◆ **ACTION ITEM**
Scan the listing below for the string "soil" and copy each line where it turns up.

◆ ◆ ◆ ◆ ◆

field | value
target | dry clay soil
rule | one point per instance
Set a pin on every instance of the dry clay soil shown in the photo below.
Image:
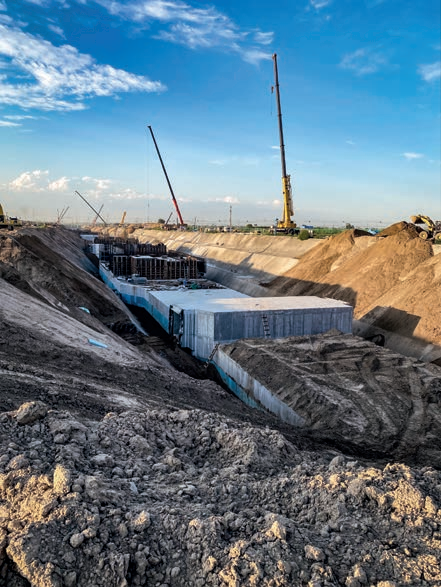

◆ ◆ ◆ ◆ ◆

◆ **THE COMPLETED TASK**
target | dry clay soil
Set a pin on every instance of the dry clay soil shown in the photo below.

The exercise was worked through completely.